** Begin **
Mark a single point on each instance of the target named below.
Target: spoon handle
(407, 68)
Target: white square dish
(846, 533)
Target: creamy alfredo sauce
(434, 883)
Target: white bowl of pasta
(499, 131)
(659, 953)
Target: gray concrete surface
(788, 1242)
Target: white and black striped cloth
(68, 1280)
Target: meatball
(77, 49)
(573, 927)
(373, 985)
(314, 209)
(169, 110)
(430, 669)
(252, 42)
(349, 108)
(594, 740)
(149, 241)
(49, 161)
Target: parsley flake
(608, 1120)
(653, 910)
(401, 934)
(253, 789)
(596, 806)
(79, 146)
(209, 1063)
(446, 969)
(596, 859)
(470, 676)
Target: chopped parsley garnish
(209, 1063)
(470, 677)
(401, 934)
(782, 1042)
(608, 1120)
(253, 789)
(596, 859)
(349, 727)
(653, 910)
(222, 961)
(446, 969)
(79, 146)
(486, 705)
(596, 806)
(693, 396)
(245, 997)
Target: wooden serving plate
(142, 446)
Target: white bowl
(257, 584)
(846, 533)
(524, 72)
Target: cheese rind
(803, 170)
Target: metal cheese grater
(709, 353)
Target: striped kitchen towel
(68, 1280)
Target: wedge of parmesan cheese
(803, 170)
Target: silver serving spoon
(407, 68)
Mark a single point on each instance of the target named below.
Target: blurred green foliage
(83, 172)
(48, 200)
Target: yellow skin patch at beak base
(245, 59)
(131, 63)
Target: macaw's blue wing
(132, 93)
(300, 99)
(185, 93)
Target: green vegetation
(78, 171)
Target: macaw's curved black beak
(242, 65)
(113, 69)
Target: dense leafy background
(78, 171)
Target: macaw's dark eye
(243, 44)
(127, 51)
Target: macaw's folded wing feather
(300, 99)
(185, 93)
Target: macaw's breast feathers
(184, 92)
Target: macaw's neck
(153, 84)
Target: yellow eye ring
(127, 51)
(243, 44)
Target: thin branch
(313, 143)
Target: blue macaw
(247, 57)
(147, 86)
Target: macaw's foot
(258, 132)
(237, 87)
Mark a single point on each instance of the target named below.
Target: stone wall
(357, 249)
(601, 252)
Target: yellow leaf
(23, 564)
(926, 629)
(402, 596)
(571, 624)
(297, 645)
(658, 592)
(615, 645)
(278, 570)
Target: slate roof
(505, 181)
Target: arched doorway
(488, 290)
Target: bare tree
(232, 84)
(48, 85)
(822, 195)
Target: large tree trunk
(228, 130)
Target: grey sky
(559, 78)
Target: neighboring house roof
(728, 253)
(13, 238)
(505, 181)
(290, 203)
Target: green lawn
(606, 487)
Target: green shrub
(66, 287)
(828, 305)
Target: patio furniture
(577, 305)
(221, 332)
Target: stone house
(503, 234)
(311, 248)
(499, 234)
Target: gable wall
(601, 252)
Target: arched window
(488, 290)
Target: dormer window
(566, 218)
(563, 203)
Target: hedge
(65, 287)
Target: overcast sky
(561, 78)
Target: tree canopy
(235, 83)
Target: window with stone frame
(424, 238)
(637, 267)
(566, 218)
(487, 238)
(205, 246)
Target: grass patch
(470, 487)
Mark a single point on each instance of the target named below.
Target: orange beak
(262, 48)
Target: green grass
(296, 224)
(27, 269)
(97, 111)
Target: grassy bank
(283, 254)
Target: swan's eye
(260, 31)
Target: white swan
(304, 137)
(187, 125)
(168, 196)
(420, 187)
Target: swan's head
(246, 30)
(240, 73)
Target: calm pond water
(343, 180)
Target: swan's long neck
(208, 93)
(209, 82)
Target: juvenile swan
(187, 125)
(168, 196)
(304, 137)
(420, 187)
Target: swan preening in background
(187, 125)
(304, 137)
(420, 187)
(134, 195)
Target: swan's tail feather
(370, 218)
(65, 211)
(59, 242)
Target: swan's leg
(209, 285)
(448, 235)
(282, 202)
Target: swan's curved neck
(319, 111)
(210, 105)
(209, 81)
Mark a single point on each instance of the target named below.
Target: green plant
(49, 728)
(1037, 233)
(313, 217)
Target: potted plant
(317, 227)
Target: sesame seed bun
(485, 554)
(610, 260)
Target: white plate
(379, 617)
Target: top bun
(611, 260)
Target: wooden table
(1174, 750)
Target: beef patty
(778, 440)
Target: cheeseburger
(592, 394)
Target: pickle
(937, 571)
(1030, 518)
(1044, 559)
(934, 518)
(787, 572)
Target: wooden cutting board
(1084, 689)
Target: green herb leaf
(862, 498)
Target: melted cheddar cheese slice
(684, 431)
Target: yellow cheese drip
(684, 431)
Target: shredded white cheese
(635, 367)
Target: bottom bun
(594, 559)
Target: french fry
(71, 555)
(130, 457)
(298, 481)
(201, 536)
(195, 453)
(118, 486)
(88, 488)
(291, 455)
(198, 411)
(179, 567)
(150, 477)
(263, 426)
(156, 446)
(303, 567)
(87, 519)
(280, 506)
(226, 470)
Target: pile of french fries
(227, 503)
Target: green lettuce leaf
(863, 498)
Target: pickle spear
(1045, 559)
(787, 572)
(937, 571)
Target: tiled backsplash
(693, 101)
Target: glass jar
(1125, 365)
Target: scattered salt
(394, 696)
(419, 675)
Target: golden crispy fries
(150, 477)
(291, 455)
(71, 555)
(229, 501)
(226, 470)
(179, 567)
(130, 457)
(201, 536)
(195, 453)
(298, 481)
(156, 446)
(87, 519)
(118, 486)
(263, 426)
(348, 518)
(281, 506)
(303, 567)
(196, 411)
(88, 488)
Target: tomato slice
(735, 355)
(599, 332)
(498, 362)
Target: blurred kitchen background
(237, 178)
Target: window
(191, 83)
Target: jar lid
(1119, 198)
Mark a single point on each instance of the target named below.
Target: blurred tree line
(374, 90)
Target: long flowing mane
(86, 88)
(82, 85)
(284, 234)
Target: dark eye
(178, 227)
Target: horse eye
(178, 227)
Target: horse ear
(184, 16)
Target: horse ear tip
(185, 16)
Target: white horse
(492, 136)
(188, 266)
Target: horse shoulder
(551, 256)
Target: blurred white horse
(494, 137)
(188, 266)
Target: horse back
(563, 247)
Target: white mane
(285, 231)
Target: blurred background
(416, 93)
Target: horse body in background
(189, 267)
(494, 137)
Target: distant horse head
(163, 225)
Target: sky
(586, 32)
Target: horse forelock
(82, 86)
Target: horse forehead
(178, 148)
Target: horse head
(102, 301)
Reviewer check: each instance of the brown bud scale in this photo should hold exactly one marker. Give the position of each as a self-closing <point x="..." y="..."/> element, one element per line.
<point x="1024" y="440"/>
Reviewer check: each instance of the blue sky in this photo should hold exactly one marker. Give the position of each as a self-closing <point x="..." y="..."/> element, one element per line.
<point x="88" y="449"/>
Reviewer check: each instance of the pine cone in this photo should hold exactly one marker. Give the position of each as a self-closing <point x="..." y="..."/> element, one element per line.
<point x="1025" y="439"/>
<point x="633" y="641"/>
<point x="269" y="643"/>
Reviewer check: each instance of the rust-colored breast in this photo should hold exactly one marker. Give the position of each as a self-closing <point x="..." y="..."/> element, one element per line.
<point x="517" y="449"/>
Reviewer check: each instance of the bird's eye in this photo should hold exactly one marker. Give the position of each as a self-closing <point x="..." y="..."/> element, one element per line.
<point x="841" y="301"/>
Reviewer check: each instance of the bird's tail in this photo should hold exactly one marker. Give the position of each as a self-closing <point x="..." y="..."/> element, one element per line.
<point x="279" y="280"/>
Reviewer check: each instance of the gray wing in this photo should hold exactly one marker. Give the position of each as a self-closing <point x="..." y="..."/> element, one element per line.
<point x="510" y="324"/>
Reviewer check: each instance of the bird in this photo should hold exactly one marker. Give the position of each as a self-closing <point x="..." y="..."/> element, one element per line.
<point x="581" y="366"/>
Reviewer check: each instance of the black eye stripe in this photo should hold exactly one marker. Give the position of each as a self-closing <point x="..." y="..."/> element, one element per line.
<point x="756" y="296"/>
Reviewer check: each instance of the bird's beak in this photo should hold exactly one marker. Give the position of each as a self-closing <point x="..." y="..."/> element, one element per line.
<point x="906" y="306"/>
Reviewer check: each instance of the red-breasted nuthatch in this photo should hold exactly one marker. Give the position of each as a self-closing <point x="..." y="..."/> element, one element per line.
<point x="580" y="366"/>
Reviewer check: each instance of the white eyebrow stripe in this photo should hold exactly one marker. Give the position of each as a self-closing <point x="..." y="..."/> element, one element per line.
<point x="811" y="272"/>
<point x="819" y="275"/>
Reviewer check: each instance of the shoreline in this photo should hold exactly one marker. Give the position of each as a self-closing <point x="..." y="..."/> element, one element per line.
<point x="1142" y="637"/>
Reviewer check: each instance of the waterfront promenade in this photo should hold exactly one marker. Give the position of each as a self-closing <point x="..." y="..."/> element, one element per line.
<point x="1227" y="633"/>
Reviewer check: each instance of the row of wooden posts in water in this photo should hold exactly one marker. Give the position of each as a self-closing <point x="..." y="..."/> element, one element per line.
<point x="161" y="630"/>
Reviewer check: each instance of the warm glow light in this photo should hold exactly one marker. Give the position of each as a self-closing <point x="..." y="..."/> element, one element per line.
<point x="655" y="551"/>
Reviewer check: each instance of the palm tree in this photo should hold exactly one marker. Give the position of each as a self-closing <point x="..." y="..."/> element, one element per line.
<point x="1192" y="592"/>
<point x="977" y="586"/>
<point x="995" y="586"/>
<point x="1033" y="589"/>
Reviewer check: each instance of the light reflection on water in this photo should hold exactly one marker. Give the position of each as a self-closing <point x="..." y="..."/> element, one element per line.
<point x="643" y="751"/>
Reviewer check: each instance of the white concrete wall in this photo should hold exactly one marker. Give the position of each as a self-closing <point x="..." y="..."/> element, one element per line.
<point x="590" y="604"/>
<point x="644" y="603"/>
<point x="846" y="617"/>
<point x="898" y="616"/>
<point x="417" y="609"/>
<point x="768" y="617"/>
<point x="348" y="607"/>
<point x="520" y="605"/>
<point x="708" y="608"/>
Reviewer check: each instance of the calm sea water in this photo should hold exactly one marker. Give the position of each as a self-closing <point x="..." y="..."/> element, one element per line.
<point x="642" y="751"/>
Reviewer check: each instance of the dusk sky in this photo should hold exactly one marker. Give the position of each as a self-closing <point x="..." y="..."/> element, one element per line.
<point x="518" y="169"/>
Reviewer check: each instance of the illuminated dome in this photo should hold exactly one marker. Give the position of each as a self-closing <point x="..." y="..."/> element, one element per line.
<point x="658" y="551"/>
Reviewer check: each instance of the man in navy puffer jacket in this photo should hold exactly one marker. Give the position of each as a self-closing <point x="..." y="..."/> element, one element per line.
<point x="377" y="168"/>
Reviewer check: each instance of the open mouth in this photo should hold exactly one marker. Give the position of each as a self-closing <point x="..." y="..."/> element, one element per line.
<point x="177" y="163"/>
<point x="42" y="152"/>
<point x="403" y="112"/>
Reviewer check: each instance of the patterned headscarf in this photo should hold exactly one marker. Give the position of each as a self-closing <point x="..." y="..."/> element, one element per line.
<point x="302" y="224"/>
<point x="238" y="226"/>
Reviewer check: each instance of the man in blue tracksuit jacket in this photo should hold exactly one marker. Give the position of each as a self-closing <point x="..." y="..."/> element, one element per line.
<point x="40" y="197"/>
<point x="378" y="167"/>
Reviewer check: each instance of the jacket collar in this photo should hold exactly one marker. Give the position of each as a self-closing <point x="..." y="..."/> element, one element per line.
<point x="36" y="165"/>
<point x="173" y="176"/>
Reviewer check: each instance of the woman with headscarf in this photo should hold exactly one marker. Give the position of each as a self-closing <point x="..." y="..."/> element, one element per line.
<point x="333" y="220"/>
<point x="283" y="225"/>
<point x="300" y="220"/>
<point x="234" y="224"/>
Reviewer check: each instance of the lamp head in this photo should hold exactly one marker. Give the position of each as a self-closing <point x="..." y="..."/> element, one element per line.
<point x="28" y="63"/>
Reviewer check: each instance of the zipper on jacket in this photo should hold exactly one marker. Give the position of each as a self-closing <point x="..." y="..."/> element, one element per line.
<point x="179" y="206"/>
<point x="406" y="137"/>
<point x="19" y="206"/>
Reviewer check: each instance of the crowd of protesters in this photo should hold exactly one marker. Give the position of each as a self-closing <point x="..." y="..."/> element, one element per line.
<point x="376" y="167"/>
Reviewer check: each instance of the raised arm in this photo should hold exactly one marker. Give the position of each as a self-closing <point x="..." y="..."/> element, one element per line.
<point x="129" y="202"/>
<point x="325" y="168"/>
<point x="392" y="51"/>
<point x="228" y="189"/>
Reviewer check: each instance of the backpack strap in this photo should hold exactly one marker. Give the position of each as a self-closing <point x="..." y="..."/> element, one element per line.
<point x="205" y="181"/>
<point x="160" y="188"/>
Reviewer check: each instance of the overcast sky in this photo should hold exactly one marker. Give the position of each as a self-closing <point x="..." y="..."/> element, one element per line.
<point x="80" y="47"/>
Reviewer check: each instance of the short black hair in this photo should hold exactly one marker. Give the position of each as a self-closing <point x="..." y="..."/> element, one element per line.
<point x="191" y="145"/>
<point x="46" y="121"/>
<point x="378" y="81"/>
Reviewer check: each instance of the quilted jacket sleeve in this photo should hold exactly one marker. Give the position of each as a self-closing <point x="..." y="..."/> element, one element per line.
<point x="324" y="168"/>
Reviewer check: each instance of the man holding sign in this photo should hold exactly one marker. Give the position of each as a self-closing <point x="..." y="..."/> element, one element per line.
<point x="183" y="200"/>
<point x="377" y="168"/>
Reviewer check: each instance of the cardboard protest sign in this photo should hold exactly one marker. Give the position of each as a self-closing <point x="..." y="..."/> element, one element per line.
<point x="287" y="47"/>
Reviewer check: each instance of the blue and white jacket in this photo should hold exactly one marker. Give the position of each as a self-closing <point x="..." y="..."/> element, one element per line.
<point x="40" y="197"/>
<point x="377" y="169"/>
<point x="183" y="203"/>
** End **
## EXERCISE GOAL
Reproduce exactly the lines from the one containing "Reviewer check: each instance of the raised" through the last line of the records above, including both, and nothing else.

## ANSWER TO THE PROBLEM
Reviewer check: each instance of the raised arm in this photo should hold exactly one marker. Give the position of each as a self-closing <point x="..." y="..."/> element, one element per line.
<point x="129" y="202"/>
<point x="325" y="168"/>
<point x="392" y="51"/>
<point x="228" y="189"/>
Reviewer check: each instance of the backpack strap in this photo should hold exactly one marker. Give the position of each as a self-closing <point x="..." y="..."/> element, one element per line.
<point x="205" y="181"/>
<point x="160" y="188"/>
Reviewer check: each instance of the overcast sky in this photo should hold exactly one marker. Give the position of each as a self-closing <point x="..." y="..."/> element, one element per line.
<point x="80" y="47"/>
Reviewer check: each instance of the short black hair in this photo should hold exactly one marker. Give the position of each as a self-closing <point x="..." y="..."/> element, one element per line.
<point x="191" y="145"/>
<point x="46" y="121"/>
<point x="378" y="81"/>
Reviewer check: each instance of the quilted jacket sleeve in this photo should hold exactly one marker. Give the position of each as a self-closing <point x="..." y="..."/> element, one element per line.
<point x="324" y="168"/>
Reviewer check: each instance of the man holding sign in this photo should hold exactly one marker. Give the position of each as a self-closing <point x="..." y="..."/> element, one element per line.
<point x="183" y="200"/>
<point x="377" y="168"/>
Reviewer check: each instance of the cardboard protest sign in this photo should hold exactly one marker. Give the position of each as a self-closing <point x="..." y="..."/> element, one element per line.
<point x="287" y="47"/>
Reviewer check: each instance of the blue and white jacket in this photo should hold exactly one marker. Give the position of each as a self-closing <point x="..." y="..."/> element, one element per line.
<point x="40" y="197"/>
<point x="377" y="169"/>
<point x="183" y="203"/>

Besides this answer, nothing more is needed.